* GIVEN DATA *
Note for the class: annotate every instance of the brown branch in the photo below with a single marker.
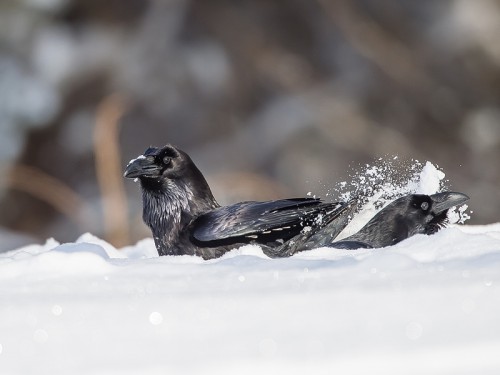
(109, 170)
(48, 189)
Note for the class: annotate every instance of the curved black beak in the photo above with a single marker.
(446, 200)
(143, 166)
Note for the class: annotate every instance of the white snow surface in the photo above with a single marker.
(428, 305)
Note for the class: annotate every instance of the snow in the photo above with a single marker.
(428, 305)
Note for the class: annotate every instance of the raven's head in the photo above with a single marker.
(428, 213)
(173, 188)
(159, 163)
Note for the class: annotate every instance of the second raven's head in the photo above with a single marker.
(407, 216)
(428, 213)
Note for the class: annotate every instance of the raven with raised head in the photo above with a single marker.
(185, 218)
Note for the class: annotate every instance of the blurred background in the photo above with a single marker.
(270, 98)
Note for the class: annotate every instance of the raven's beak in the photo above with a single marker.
(447, 200)
(142, 166)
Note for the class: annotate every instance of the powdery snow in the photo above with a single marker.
(428, 305)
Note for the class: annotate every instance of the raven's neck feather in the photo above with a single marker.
(168, 209)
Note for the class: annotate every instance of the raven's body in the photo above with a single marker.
(403, 218)
(185, 218)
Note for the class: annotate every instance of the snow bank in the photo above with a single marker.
(429, 305)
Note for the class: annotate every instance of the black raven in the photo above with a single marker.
(185, 218)
(403, 218)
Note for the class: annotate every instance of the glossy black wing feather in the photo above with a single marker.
(254, 219)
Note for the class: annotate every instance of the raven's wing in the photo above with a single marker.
(260, 221)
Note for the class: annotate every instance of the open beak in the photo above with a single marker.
(143, 166)
(446, 200)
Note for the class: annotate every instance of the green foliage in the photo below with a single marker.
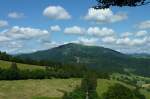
(92, 57)
(76, 94)
(119, 91)
(87, 89)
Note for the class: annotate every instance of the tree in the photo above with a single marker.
(13, 72)
(102, 4)
(119, 91)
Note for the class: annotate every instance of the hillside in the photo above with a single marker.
(98, 58)
(50, 88)
(6, 64)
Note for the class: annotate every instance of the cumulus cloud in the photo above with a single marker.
(96, 31)
(3, 23)
(56, 12)
(16, 15)
(74, 30)
(131, 42)
(4, 38)
(17, 32)
(141, 33)
(110, 39)
(104, 16)
(55, 28)
(86, 41)
(144, 25)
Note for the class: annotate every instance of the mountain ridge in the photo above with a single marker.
(99, 58)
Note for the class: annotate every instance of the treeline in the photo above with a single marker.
(67, 71)
(87, 90)
(52, 69)
(6, 57)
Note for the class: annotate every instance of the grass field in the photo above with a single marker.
(48, 88)
(6, 64)
(36, 89)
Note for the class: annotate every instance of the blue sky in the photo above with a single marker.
(28, 26)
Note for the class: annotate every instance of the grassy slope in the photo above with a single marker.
(6, 64)
(42, 89)
(32, 89)
(104, 84)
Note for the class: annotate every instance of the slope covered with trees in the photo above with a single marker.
(98, 58)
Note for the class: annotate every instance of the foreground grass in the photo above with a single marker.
(50, 88)
(36, 89)
(104, 84)
(6, 64)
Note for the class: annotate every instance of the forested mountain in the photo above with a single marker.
(98, 58)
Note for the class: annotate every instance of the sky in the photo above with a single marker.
(31, 25)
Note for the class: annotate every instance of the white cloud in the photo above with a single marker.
(104, 16)
(144, 25)
(55, 28)
(110, 39)
(74, 30)
(16, 15)
(127, 34)
(141, 33)
(96, 31)
(3, 23)
(131, 42)
(87, 41)
(3, 38)
(17, 32)
(56, 12)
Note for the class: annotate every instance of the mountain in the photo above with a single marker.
(141, 55)
(98, 58)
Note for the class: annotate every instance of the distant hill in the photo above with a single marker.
(141, 55)
(99, 58)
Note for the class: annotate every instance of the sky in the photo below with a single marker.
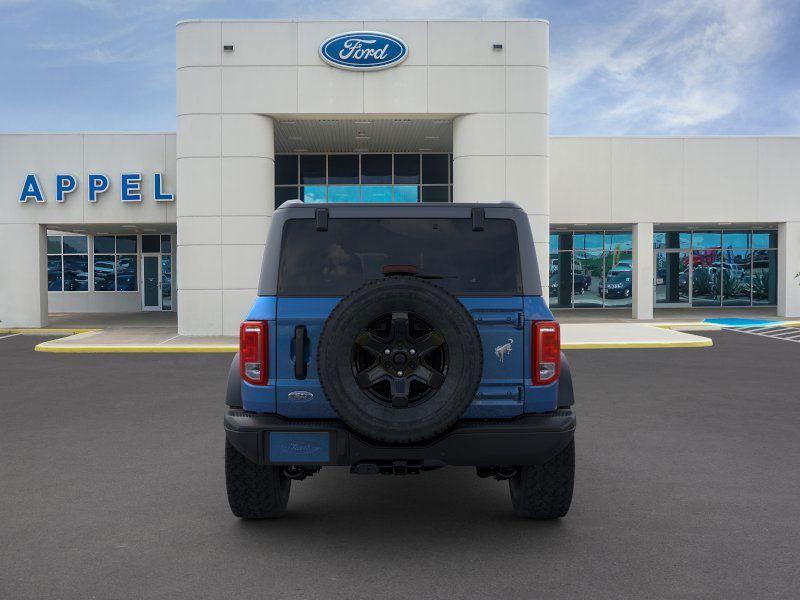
(638, 67)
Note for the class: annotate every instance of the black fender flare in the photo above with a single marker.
(566, 396)
(233, 394)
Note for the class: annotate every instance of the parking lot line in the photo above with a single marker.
(790, 333)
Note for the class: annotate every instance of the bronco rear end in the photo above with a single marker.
(397, 339)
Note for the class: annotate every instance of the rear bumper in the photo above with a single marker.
(526, 440)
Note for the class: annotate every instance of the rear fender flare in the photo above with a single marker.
(233, 395)
(566, 396)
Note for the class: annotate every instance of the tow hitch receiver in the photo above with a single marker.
(396, 467)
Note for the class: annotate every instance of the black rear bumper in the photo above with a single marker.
(526, 440)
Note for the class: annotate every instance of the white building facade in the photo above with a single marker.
(179, 222)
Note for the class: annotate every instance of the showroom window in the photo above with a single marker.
(591, 269)
(715, 267)
(376, 177)
(115, 263)
(67, 263)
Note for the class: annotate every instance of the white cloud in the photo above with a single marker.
(669, 69)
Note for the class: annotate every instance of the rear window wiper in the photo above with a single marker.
(412, 270)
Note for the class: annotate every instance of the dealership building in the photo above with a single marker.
(385, 111)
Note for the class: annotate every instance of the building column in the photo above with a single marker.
(789, 269)
(505, 157)
(642, 271)
(23, 271)
(226, 178)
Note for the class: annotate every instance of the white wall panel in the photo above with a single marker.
(200, 181)
(241, 266)
(403, 89)
(720, 179)
(413, 33)
(312, 33)
(259, 43)
(199, 135)
(328, 90)
(235, 306)
(526, 90)
(779, 179)
(580, 180)
(527, 43)
(466, 89)
(199, 90)
(647, 179)
(198, 44)
(247, 135)
(200, 267)
(466, 42)
(245, 230)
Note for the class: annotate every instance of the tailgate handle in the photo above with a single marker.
(300, 365)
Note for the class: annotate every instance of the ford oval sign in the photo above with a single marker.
(363, 50)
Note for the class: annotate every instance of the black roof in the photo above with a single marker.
(295, 209)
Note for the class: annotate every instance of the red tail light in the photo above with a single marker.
(253, 365)
(546, 352)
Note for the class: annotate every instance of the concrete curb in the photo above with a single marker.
(704, 343)
(153, 348)
(46, 331)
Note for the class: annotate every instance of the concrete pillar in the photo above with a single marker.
(23, 276)
(642, 271)
(226, 174)
(789, 269)
(499, 157)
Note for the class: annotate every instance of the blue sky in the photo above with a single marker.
(617, 68)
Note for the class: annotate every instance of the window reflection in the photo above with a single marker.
(672, 278)
(405, 177)
(741, 273)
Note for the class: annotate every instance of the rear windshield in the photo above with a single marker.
(353, 251)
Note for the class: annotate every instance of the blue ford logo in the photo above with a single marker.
(363, 50)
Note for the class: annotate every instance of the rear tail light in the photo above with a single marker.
(546, 352)
(253, 366)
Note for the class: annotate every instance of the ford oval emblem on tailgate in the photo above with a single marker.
(363, 50)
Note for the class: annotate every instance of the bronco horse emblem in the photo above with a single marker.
(505, 349)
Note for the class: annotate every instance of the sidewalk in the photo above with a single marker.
(135, 333)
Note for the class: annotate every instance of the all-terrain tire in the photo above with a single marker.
(254, 491)
(545, 491)
(434, 305)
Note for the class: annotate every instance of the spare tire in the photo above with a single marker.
(400, 359)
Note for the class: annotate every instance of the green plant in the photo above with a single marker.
(704, 282)
(761, 285)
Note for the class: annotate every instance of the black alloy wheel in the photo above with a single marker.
(399, 359)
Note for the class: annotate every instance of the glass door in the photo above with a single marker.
(672, 273)
(151, 282)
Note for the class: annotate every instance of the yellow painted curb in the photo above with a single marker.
(98, 349)
(46, 331)
(704, 343)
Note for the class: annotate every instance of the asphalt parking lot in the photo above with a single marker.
(688, 486)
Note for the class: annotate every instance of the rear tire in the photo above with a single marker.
(254, 491)
(545, 491)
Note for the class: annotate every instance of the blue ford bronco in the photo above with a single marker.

* ASSIGNMENT *
Restate word for word the lines from the one holding "Note for the class: annotate every instance of the black alloy" through the last line of the listing, omitting every earlier line.

* RESPONSE FOR THIS EXERCISE *
Note for the class: annotate every instance of the black alloy wheel in the photo above with a single marker.
(399, 359)
Note for the class: annotate every instance of the glass door in the photo above with a single marker.
(672, 273)
(151, 282)
Note for the class: annotate every instance of the yellow painted curb in the photo above with a single marker.
(98, 349)
(46, 331)
(704, 343)
Note for the class: annotate every instance of the asphalt parking lot in the photo above with a single marker.
(688, 486)
Note for the class: annotate every instance of the rear tire in the photo above with a single marker.
(254, 491)
(545, 491)
Note for the class: annotate every instance of the blue ford bronco in the photo above with a single marker.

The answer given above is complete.